-- WHAT YOU ARE ASKED TO DO --
In the passage on Spore and the writing process, who is credited with the analogy about an ant's gait?

-- PASSAGE --
Anyway, the interesting part of this is the way the game is "procedural," as Wright terms it, meaning that the shape and experience of the world are not predetermined but rather unfold from a series of relatively simple computations. In this way, Spore‘s functionality reflects the theory of multiplicity within a Deleuze and Guattari’s articulation of materiality. But beyond that, I was thinking about insights it might provide into the composition/writing process.
We generally ask students to compose increasingly complex, textual products. We show them examples of published essays that demonstrate the complexity we’d like them to attempt. However, it is likely an error to imagine that texts are produced or conceived on that complex level. Nor do I imagine that many authors, including myself, manage or control the complexities of most texts they produce. To the contrary, often these complexities emerge on their own and then we have to deal with them. The procedures by which these complexities emerge are not nearly as complex as the products that result.
Now obviously the whole notion of "the" writing process reflects an attempt to recognize these procedures. However, in my opinion, this has never worked out as it might. I think the problem is that brainstorming is still fundamentally meant as a procedure where the idea for a text becomes largely realized. One then moves into constructing fairly large-scale conceptual elements as argumentation. More importantly, the subprocesses within "the" writing process bear a strongly determining relationship with their products.
The procedures I’m interested in are non-deterministic and would operate on a smaller scale. That is, they would operate within the compositional event as we see how emergent cognition, vocabulary, syntax, and so on intersect in the production of text. The complexity of the final product does not exist a priori in one of these elements (e.g., an idea). To use another analogy, this one from Rodney Brooks, an ant’s gait is quite simple, but to watch it try to make its way across a sandy beach. Complexity emerges from interaction with a context.
While I’m not interested in a scientific naming of these processes, which I think cannot be divorced from cultural context, philosophic consideration of these notions may lead to some insight into how these procedures might inform pedagogy.

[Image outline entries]
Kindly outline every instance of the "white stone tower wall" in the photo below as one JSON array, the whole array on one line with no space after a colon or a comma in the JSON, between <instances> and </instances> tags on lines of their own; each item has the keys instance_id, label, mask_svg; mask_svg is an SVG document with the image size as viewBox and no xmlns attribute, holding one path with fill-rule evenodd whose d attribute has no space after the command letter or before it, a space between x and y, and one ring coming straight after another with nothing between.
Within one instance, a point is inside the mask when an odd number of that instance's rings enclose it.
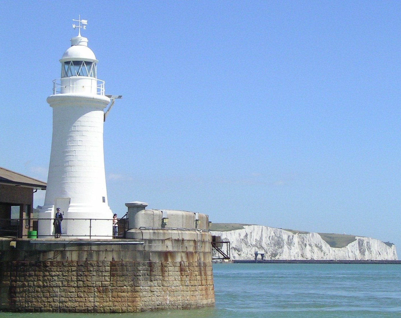
<instances>
[{"instance_id":1,"label":"white stone tower wall","mask_svg":"<svg viewBox=\"0 0 401 318\"><path fill-rule=\"evenodd\" d=\"M48 99L53 108L53 136L45 205L54 204L57 197L71 197L71 205L85 202L108 207L103 109L109 99L66 95Z\"/></svg>"}]
</instances>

-- WRITTEN ANSWER --
Rodney Brooks.